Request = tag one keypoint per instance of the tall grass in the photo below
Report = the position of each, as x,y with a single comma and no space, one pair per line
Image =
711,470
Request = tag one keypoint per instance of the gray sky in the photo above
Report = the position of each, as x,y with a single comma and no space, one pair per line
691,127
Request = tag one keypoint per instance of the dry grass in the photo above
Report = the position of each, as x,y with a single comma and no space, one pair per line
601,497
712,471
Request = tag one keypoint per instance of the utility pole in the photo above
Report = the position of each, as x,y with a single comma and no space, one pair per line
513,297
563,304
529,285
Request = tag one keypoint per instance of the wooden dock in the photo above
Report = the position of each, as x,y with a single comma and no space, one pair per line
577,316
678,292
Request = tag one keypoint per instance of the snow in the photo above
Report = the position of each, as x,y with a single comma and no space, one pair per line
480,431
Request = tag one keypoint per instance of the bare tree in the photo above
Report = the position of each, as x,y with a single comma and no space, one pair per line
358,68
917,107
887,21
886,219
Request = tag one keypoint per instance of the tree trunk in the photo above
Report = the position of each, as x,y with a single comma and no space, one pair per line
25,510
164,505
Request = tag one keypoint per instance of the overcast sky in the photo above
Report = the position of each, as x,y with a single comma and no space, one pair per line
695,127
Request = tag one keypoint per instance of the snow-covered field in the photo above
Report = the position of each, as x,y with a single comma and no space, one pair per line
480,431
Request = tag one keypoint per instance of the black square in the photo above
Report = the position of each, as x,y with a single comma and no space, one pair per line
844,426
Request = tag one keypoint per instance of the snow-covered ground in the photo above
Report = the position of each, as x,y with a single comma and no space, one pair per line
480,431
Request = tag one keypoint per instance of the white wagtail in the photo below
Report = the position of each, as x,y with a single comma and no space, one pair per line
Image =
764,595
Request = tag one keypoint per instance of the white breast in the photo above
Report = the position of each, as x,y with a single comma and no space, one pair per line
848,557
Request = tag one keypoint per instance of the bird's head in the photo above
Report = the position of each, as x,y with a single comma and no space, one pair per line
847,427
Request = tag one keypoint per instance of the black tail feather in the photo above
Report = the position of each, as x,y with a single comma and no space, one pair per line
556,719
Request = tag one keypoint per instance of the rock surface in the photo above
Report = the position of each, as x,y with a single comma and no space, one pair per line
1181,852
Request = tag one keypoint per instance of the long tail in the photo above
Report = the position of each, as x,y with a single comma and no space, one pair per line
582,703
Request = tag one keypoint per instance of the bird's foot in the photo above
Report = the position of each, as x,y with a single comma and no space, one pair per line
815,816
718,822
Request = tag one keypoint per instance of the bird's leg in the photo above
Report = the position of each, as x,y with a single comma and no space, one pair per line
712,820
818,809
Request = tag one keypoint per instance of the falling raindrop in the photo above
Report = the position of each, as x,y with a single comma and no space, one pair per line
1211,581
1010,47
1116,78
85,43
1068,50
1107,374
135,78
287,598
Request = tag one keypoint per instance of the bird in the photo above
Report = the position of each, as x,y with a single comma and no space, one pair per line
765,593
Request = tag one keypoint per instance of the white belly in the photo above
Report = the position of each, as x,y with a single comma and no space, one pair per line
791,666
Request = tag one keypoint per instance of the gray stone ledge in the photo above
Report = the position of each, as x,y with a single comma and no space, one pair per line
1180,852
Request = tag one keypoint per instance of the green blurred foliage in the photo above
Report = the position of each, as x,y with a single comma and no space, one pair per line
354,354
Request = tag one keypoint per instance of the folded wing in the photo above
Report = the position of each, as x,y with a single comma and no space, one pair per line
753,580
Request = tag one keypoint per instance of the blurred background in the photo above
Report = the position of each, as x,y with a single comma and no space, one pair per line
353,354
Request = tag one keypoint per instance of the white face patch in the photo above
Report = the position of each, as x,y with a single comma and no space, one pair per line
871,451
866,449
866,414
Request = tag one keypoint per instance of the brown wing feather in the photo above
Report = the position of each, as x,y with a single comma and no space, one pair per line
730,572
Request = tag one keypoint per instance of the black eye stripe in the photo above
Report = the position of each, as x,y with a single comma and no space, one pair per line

****************************************

YOUR OBJECTIVE> Render every line of the records above as a Markdown table with the columns Row and Line. Number the rows in order and leave out blank lines.

FINISHED EXERCISE>
| Row | Line |
|---|---|
| 1 | Request = tag one keypoint per instance of the tall grass in the photo below |
| 2 | Report = the position of each, as x,y with a single comma and no space, one pair per line |
| 3 | Image = |
| 4 | 711,470 |
| 5 | Request = tag one keypoint per instance of the gray sky in the photo above |
| 6 | Report = the position of each, as x,y with a single comma and no space, one pair per line |
| 7 | 691,127 |
| 8 | Request = tag one keypoint per instance of the dry grass in the photo above |
| 9 | Report = the position of each, as x,y with a single comma and no space, one pair per line |
| 10 | 601,497 |
| 11 | 712,471 |
| 12 | Request = tag one keypoint per instance of the utility pole in the photo above |
| 13 | Report = the position of each, as x,y with a single comma and no space, one pair per line |
| 14 | 513,297 |
| 15 | 563,304 |
| 16 | 529,285 |
| 17 | Request = tag one keypoint per instance of the wooden dock in the photo above |
| 18 | Report = the position of each, as x,y with a single comma and no space, one pair per line |
| 19 | 577,316 |
| 20 | 678,292 |
| 21 | Request = tag one keypoint per instance of the snow in the photo above |
| 22 | Report = the position of each, as x,y with a single comma and no space, one pair per line |
| 23 | 480,431 |
| 24 | Request = tag one keypoint per instance of the bare tree in the photo above |
| 25 | Report = the position of each, as x,y with a single comma and no space, one pair per line |
| 26 | 358,68 |
| 27 | 917,107 |
| 28 | 887,21 |
| 29 | 886,219 |
| 30 | Request = tag one keypoint per instance of the tree trunk in the photo above |
| 31 | Report = the position of each, as x,y with a single comma and no space, one pair per line |
| 32 | 25,510 |
| 33 | 164,505 |
| 34 | Request = tag one keypoint per instance of the overcast sky in the photo above |
| 35 | Report = the position of each, as x,y with a single comma and no space, one pair per line |
| 36 | 695,127 |
| 37 | Request = tag one keypoint per instance of the snow-covered field in the photo above |
| 38 | Report = the position of each, as x,y with a single comma and no space, one pair per line |
| 39 | 480,431 |
| 40 | Request = tag one keypoint per instance of the black square in the photo above |
| 41 | Report = the position of each, as x,y with a single comma and no space, one pair per line |
| 42 | 844,426 |
| 43 | Request = tag one keypoint per instance of the snow-covered ground in the photo above |
| 44 | Report = the position of each, as x,y with a single comma and no space, one pair per line |
| 45 | 480,431 |
| 46 | Request = tag one keypoint per instance of the white wagtail in the photo below |
| 47 | Report = the position of each, as x,y with a single comma and no space, one pair per line |
| 48 | Image = |
| 49 | 764,595 |
| 50 | Request = tag one keypoint per instance of the white breast in the photo above |
| 51 | Report = the position of each, as x,y with a single comma and no space, one pair per line |
| 52 | 848,557 |
| 53 | Request = tag one keypoint per instance of the bird's head in the photo above |
| 54 | Report = the position of each, as x,y with a single comma and no space, one pair per line |
| 55 | 847,427 |
| 56 | Request = tag one keypoint per instance of the black tail feather in the photo above |
| 57 | Report = the position of each, as x,y with a single comma and no space, one pair per line |
| 58 | 556,719 |
| 59 | Request = tag one keypoint per instance of the rock surface in the photo above |
| 60 | Report = the position of each, as x,y with a single comma and no space, one pair per line |
| 61 | 1181,852 |
| 62 | Request = tag one keypoint per instance of the long tail in the photo above |
| 63 | Report = the position of each, as x,y with a single comma and no space, one pair per line |
| 64 | 582,703 |
| 65 | Request = tag one keypoint per instance of the bird's foot in the photo above |
| 66 | Report = the position of each, as x,y with a single comma and no space, one pair per line |
| 67 | 815,816 |
| 68 | 718,822 |
| 69 | Request = tag one keypoint per instance of the bird's leg in the photo above |
| 70 | Report = the position of each, as x,y with a single comma and no space, one pair per line |
| 71 | 712,820 |
| 72 | 818,809 |
| 73 | Request = tag one keypoint per instance of the falling raindrop in the photo above |
| 74 | Report = the position of each, as x,y with a single comma and no space, one pair per line |
| 75 | 1211,581 |
| 76 | 1010,47 |
| 77 | 1116,78 |
| 78 | 85,43 |
| 79 | 1068,50 |
| 80 | 1107,374 |
| 81 | 135,78 |
| 82 | 287,598 |
| 83 | Request = tag one keypoint per instance of the bird in the photo above |
| 84 | Report = the position of each, as x,y with a single comma and no space, one pair per line |
| 85 | 765,593 |
| 86 | Request = tag one keypoint per instance of the white belly in the photo above |
| 87 | Report = the position of each, as x,y with a single comma and no space, one pair per line |
| 88 | 791,666 |
| 89 | Request = tag one keypoint per instance of the gray stone ledge in the photo above |
| 90 | Report = the position of each, as x,y with a single comma and no space, one pair per line |
| 91 | 1180,852 |
| 92 | Request = tag one keypoint per instance of the green blurred foliage in the photo above |
| 93 | Report = the position of each, as x,y with a single comma and no space, one pair per line |
| 94 | 354,354 |
| 95 | Request = tag one keypoint per instance of the folded wing in the photo above |
| 96 | Report = the position of each, as x,y with a single comma and no space, one pair per line |
| 97 | 753,580 |
| 98 | Request = tag one keypoint per instance of the blurred background in the photo above |
| 99 | Report = the position of each, as x,y with a single comma and no space, one pair per line |
| 100 | 353,354 |
| 101 | Request = tag one keypoint per instance of the white face patch in the photo above |
| 102 | Report = the position of each, as x,y with a single comma and no space, one pair per line |
| 103 | 871,451 |
| 104 | 866,449 |
| 105 | 866,414 |
| 106 | Request = tag one keypoint per instance of the brown wing feather in the photo above |
| 107 | Report = the position of each, as x,y with a single comma and no space, one pair per line |
| 108 | 730,572 |
| 109 | Request = tag one keypoint per instance of the black eye stripe in the photo above |
| 110 | Report = the position of each, as x,y with a single comma and no space, one pair per line |